_Prompt_
Rewrite all of the lines below, keeping every text line unchanged and shifting each bounding box coordinate up by 36. Leave the pictures out of your answer.

[Rows of box annotation data]
-- BEGIN --

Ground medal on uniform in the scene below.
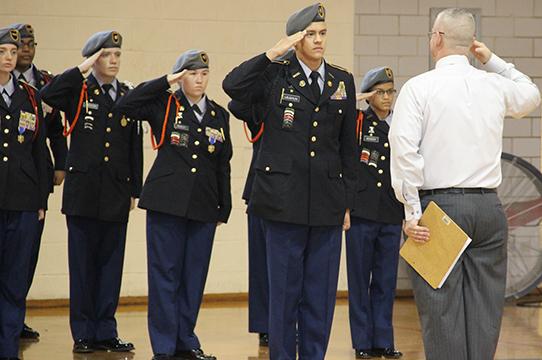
[359,148,371,164]
[169,131,181,145]
[282,107,295,129]
[207,135,216,154]
[179,133,190,147]
[369,150,380,167]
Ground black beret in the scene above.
[286,3,326,36]
[172,50,209,74]
[81,30,122,57]
[9,24,34,39]
[0,27,21,47]
[360,66,393,93]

-- END --

_Solved problem_
Ground medal on uniform in the scene below.
[395,184,407,200]
[205,167,217,181]
[318,143,331,165]
[243,171,252,190]
[215,169,226,183]
[405,186,416,203]
Ground black beret in the scene above.
[322,39,362,72]
[208,86,245,110]
[117,66,158,93]
[45,60,70,75]
[36,63,57,83]
[396,102,429,129]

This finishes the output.